List of tasks:
A – Rewrite the paragraph beginning "Most recently, we've been working" in the text on hippocampal memory models as a bulleted list that keeps its main facts.
B – Answer these questions from the text on hippocampal memory models:
(i) In which journal did the 2003 Norman and O'Reilly paper on recognition memory appear?
(ii) With whom was the work on testing the model's predictions in amnesic patients carried out?
(iii) Which citation is given for the finding that reinforcing a memory weakens competing memories?

Text under study:
== == ==

For the most comprehensive exposition of the hippocampal model, see:

Norman, K. A. & O'Reilly, R. C. (2003). Modeling hippocampal and neocortical contributions to recognition memory: A complementary learning systems approach. Psychological Review. Abstract – PDF – projects as compressed tar file – documentation for projects – blog

or, for a briefer, high-level picture of the aims and design:

O'Reilly, R. C., & Norman, K. A. (2002). Hippocampal and neocortical contributions to memory: Advances in the complementary learning systems framework. Trends in Cognitive Sciences, 12(6), 505-510. Abstract PDF

For further information on work with Andrew Mayes testing the model’s predictions in amnesic patients, see:

Holdstock, J. S., Mayes, A. R., Roberts, N., Cezayirli, E., Isaac, C. L., O'Reilly, R. C., & Norman, K. A. (2002). Under what conditions is recognition spared relative to recall after selective hippocampal damage in humans? Hippocampus, 12, 341-351. Abstract  PDF

Theta oscillations and retrieval-induced forgetting

Most recently, we’ve been working on a new learning algorithm that makes sense of the mysterious theta oscillations as a means of efficiently learning new memories while keeping them separate from old memories. This research was driven by a desire to explain a series of intriguing behavioral results - the gist is that when we reinforce a memory, competing memories are weakened (see Anderson, Bjork & Bjork, 1994). Few alternative algorithms or explanations exist that satisfactorily capture the counter-intuitive details of these findings, which have been demonstrated in a very wide range of circumstances. The hope is to apply our algorithm to explain related results in sleep, cognitive dissonance, perceptions of self and negative priming.

== == ==

[Region pointing data]
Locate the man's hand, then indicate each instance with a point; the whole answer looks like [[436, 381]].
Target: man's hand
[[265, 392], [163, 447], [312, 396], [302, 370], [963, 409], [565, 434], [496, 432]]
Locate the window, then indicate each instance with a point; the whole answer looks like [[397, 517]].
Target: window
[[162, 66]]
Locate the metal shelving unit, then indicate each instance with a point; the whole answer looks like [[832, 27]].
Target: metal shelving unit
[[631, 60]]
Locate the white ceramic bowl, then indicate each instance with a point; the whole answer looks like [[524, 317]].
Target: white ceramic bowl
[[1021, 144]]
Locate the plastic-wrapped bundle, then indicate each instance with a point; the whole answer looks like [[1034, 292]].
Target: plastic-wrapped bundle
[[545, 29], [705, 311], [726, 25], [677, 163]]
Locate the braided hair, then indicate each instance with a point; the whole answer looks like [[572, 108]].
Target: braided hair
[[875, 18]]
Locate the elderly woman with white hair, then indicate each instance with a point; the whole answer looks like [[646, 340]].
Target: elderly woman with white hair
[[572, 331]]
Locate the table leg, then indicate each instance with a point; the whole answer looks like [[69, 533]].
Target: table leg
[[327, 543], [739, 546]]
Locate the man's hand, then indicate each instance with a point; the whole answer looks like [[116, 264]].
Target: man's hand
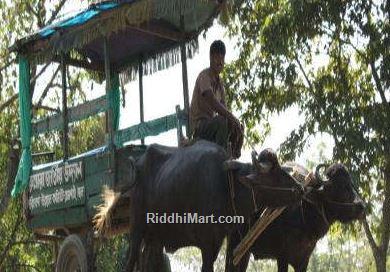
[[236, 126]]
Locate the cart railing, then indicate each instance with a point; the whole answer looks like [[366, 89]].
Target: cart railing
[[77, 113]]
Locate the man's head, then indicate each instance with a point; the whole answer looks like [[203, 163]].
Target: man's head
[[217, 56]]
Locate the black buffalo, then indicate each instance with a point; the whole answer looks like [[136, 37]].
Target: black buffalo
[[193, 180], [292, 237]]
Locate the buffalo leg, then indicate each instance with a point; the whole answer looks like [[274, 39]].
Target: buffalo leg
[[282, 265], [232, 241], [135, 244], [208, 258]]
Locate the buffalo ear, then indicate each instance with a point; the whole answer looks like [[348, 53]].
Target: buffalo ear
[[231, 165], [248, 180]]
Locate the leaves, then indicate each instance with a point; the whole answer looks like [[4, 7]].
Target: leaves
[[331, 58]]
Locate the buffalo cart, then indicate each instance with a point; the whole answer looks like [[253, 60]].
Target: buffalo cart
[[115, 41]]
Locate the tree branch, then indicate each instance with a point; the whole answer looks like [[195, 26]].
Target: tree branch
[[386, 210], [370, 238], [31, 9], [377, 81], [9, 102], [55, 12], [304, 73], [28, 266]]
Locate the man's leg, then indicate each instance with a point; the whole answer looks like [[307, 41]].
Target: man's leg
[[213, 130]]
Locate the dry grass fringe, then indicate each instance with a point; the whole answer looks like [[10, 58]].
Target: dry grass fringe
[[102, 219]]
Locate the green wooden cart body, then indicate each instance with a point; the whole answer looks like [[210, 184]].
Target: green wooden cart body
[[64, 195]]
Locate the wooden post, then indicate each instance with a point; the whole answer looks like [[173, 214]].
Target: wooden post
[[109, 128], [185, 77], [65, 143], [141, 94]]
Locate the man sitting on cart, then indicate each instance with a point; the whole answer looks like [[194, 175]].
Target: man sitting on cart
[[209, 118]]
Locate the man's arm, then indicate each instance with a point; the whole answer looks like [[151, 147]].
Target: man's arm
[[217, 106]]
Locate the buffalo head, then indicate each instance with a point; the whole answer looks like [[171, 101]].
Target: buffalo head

== == ==

Results for each task:
A –
- The group is developing a new learning algorithm that explains theta oscillations as a way to learn new memories efficiently while keeping them separate from old ones.
- The work was driven by behavioral results showing that reinforcing a memory weakens competing memories (Anderson, Bjork & Bjork, 1994).
- These counter-intuitive findings have been shown in a very wide range of circumstances, and few alternative algorithms or explanations capture them satisfactorily.
- The aim is to apply the algorithm to related results in sleep, cognitive dissonance, perceptions of self and negative priming.

B –
(i) Psychological Review.
(ii) Andrew Mayes.
(iii) Anderson, Bjork & Bjork, 1994.